Entries from a point annotation set
========================================

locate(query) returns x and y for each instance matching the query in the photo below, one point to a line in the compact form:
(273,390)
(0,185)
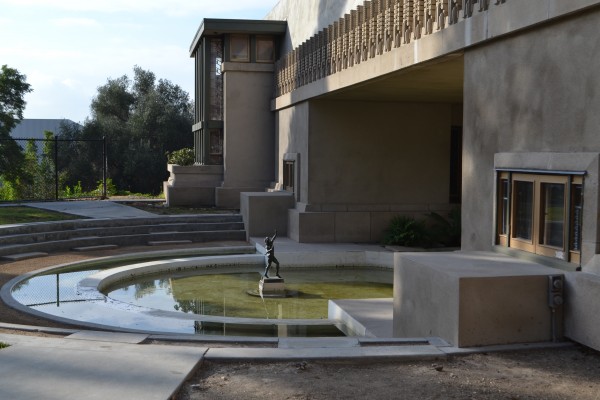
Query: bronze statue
(270,255)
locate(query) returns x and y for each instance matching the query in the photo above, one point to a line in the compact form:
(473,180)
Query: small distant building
(34,128)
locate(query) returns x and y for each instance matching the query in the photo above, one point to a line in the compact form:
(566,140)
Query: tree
(142,120)
(13,88)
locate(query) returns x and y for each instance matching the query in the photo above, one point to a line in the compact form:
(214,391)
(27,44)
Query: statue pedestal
(271,287)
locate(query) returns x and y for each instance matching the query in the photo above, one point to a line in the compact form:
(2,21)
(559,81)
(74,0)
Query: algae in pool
(227,294)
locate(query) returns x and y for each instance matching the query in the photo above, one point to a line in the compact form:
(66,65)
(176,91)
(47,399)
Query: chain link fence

========================================

Reproduce each line exactly, please, except for any pictures.

locate(query) returns x and y for each instance matching the query in the photo below, one point to a line in the compact form:
(273,390)
(0,185)
Query: bronze statue
(270,255)
locate(query) returns x and y for each instance matching the query in the photo above, one point to a line in the compact form:
(473,180)
Query: small distant building
(34,128)
locate(query) returns x and y for each instance matching the query in the photo above, one point to a line in the compact form:
(566,140)
Query: tree
(142,120)
(13,88)
locate(query) returns x and y for each instance matching the query in the photo above, one point to a line in the compact form:
(214,391)
(27,44)
Query: statue pedestal
(271,287)
locate(query) returns x and y for each instance matching the query in the photo above, one point to a line in the compact form:
(2,21)
(559,81)
(74,0)
Query: algae in pool
(227,294)
locate(query) returns x and y for each instance matching the query in the photo above, one point to a line in the compact form:
(66,65)
(176,91)
(47,399)
Query: chain link fence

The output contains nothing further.